START SUPPLIED MATERIAL

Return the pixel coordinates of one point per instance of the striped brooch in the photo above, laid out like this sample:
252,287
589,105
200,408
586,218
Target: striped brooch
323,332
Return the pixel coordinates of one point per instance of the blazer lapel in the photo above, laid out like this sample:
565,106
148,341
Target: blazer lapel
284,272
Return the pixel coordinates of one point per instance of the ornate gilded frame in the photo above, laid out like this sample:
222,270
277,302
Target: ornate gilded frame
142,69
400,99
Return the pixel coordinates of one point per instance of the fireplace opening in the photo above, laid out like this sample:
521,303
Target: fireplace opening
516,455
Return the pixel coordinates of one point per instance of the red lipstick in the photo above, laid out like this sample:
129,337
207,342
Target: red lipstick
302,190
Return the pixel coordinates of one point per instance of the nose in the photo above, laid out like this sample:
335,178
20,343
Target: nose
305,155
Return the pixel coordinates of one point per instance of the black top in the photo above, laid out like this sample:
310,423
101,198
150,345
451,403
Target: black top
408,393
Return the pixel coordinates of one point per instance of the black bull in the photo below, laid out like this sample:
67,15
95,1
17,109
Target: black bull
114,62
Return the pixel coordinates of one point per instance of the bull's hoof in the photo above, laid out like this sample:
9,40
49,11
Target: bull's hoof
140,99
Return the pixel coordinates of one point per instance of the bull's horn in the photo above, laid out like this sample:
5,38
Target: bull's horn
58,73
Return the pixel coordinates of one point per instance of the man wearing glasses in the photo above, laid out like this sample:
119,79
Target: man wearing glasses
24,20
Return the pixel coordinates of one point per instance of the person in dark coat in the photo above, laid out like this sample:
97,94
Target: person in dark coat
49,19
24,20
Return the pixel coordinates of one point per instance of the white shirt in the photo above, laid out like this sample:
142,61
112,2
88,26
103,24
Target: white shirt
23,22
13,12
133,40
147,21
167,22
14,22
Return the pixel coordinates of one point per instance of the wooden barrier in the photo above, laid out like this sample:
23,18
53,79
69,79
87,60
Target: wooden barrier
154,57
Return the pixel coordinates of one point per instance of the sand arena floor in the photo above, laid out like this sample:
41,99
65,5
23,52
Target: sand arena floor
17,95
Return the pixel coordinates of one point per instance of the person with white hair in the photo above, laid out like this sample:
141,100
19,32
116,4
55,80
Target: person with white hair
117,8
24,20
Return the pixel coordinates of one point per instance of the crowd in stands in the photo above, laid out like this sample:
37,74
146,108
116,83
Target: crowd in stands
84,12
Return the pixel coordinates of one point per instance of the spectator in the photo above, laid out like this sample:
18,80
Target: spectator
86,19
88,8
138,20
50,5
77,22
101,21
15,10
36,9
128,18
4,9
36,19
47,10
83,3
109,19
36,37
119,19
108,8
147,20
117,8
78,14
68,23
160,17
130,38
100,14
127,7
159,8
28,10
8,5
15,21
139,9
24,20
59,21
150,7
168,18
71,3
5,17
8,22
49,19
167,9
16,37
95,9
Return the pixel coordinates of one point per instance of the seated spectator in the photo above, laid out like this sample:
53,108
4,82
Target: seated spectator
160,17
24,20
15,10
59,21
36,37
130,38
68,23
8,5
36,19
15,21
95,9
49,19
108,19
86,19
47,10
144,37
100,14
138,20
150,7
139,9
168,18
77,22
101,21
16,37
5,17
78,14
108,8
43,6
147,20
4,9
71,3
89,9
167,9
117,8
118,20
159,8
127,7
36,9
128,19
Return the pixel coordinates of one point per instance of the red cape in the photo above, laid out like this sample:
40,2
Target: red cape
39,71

END SUPPLIED MATERIAL

WRITTEN INSTRUCTION: Write out all the lines again, exactly as they are.

THE COMPLETED TASK:
Return the pixel coordinates of one point per instance of the striped brooch in the photo above, laid out like this sample:
252,287
589,105
200,408
586,218
Target: striped brooch
323,332
Return the pixel coordinates of one point per instance of the blazer lapel in the photo above, laid out like this sample:
565,106
148,341
Target: blazer lapel
284,272
Return the pixel coordinates of one point per instance of the ornate gilded frame in the photo above, laid out like this sample:
222,270
277,302
Target: ornate gilded frame
142,69
400,99
Return the pixel coordinates of one point per instance of the fireplace opening in the photo above, laid out like this sample:
521,303
Target: fireplace opening
516,455
Return the pixel coordinates of one point per instance of the red lipstick in the photo above, laid out like this sample:
129,337
207,342
Target: red lipstick
302,190
Return the pixel coordinates of one point per instance of the nose in the photo above, laid out like this sample:
335,178
20,343
Target: nose
305,155
Return the pixel coordinates of one point per instance of the black top in the photo above, laid out like this sample:
310,423
101,198
150,345
451,403
Target: black top
408,393
Return the pixel coordinates of one point per instance of the black bull in the photo below, laid out like this sample:
67,15
95,1
17,109
Target: black bull
114,62
Return the pixel coordinates of one point per instance of the bull's hoof in the photo above, laid out like this sample:
9,40
49,11
Target: bull's hoof
140,99
Return the pixel coordinates of one point per instance of the bull's horn in the photo above, laid out like this sample:
5,38
Target: bull's horn
58,73
Return the pixel coordinates of one point per instance of the man wearing glasses in the photo above, laid out like this sample:
119,79
Target: man wearing glasses
24,20
Return the pixel coordinates of one point per instance of the person in dark coat in the photo above, laid out like this sample:
97,94
Target: person in dark coat
49,19
24,20
Return the pixel coordinates of one point per instance of the white shirt in the photo above, laid out like this sample:
142,61
112,2
88,26
103,24
Target: white shirt
23,22
13,12
133,40
147,21
167,22
14,22
Return the pixel coordinates of one point per instance of the wooden barrier in the photo above, laid out like this sample:
23,18
53,79
69,79
87,60
Target: wooden barrier
154,57
Return the pixel coordinates of one point per instance of the sand arena floor in the photo above, laid out like this sample:
41,99
65,5
23,52
Target: sand arena floor
17,95
Return the pixel coordinates of one point per instance of the person with white hair in the photo above, laid out like this sample:
141,100
19,32
116,4
55,80
Target: person with white hair
117,8
24,20
Return the pixel coordinates of one point per instance of the crowd in stands in the photo above, laid out like this sample:
37,74
146,108
116,83
Target: crowd in stands
84,12
Return the pixel coordinates of one point per instance of the spectator in the photo above, laid out like this sample:
18,80
Target: spectator
86,19
88,8
138,20
50,5
77,22
101,21
15,10
36,9
128,18
4,9
36,19
47,10
83,3
109,19
36,37
119,19
108,8
147,20
117,8
78,14
68,23
160,17
130,38
100,14
127,7
159,8
28,10
8,5
15,21
139,9
24,20
59,21
150,7
168,18
71,3
5,17
8,22
49,19
167,9
16,37
95,9
Return the pixel coordinates of one point per instance of the seated spectator in the photo above, laid out like this sample:
53,108
4,82
Target: seated spectator
160,17
24,20
15,10
59,21
36,37
130,38
68,23
8,5
36,19
15,21
95,9
49,19
108,19
86,19
47,10
144,37
100,14
138,20
150,7
139,9
168,18
77,22
101,21
16,37
5,17
78,14
108,8
43,6
147,20
4,9
71,3
89,9
167,9
117,8
118,20
159,8
127,7
36,9
128,19
Return the pixel coordinates of one point per instance of the red cape in the photo above, laid out like this sample:
40,2
Target: red cape
39,71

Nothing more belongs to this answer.